TRECHO SELECIONADO:

Prendick começa a associar aquelas estranhas
figuras aos comentários que começa a recordar sobre a pessoa de Moreau e suas
experiências controversas. Num primeiro momento, ele acredita que o cientista
está transformando homens em monstros, o que o leva a querer fugir. Moreau,
porém, logo esclarece que suas experiências consistiam no inverso: ele
vivisseccionava vários animais e compunha criaturas de forma humana com pedaços
de diferentes espécies. O que mais horrorizava Prendick era a falta de um
propósito aceitável naquelas experiências. Segundo o próprio Moreau, seu
objetivo era unicamente “encontrar o limite extremo da plasticidade de uma
forma viva”.
Moreau ainda revela os problemas encontrados em
suas experiências: suas criaturas humanas eram bastante defeituosas e com uma
capacidade intelectual primitiva. Inconformado com os resultados obtidos, ele
abandona os “Homens-Animais” pela ilha, incutindo-lhes uma lei, segundo a qual
todos lhe deviam obediência, além do cumprimento de várias regras “civilizatórias”.
Outro problema observado era a regressão perceptível no “Povo Animal”: com o
tempo, as criaturas iam perdendo suas características humanas, o que as levava
naturalmente ao descumprimento da lei e, por conseguinte, ao castigo da tortura
e da morte.
A nova esperança de Moreau está na onça trazida
por Montgomery, na qual concentra todos os seus esforços para torná-la
perfeitamente humana. Um descuido, no entanto, permite ao animal escapar,
depois de já realizadas várias mutações em sua constituição física. Este
incidente acaba desencadeando uma série de dificuldades para os três homens
presentes na ilha.

DADOS:
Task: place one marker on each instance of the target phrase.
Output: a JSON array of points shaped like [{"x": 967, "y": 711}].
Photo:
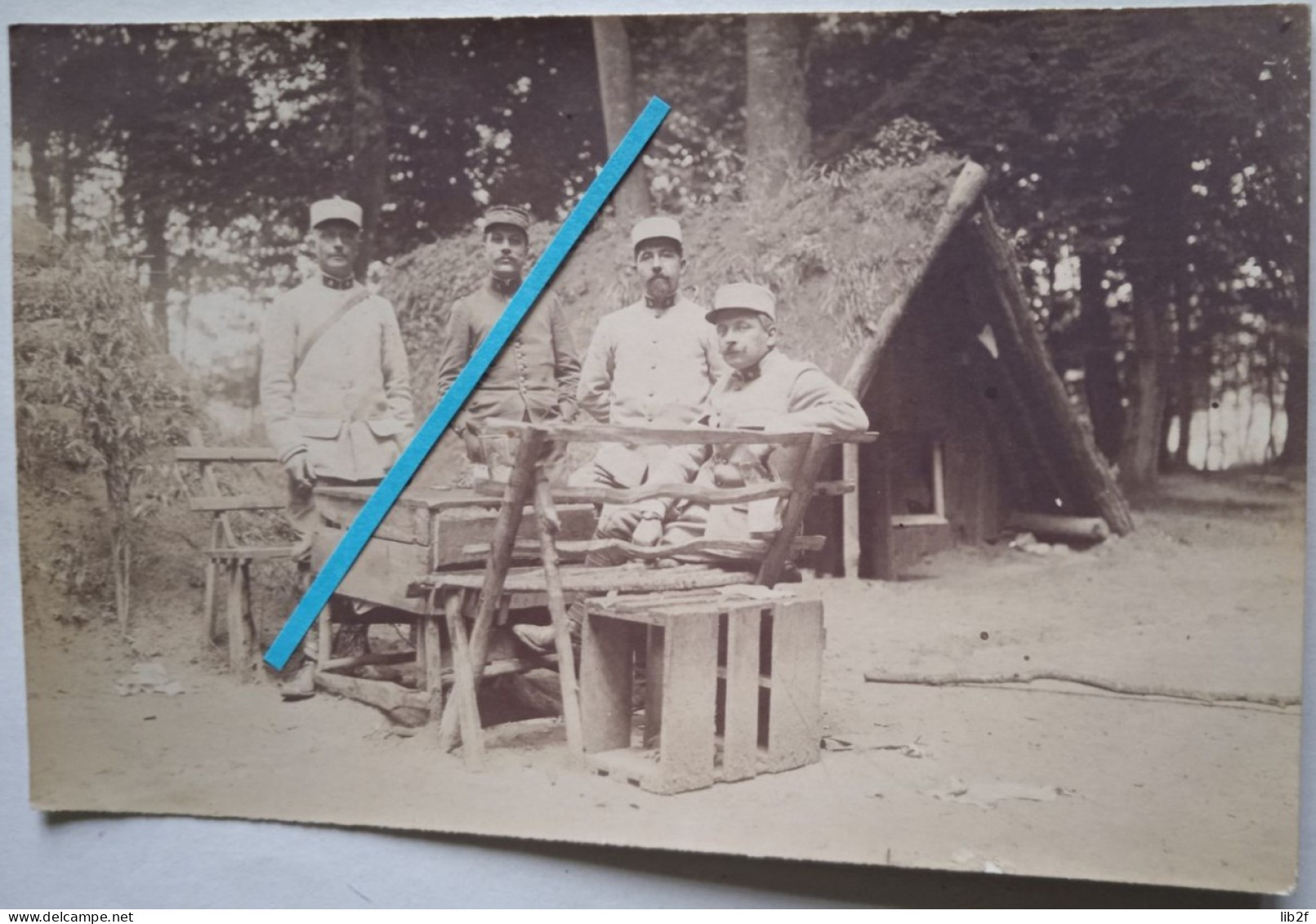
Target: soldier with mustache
[
  {"x": 652, "y": 362},
  {"x": 649, "y": 364},
  {"x": 534, "y": 379}
]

INSTRUÇÕES DA TAREFA: Liste todas as expressões que aparecem entre aspas no trecho acima sobre Moreau e suas experiências, na ordem em que surgem.

RESPOSTA ESCRITA:
1. encontrar o limite extremo da plasticidade de uma forma viva
2. Homens-Animais
3. civilizatórias
4. Povo Animal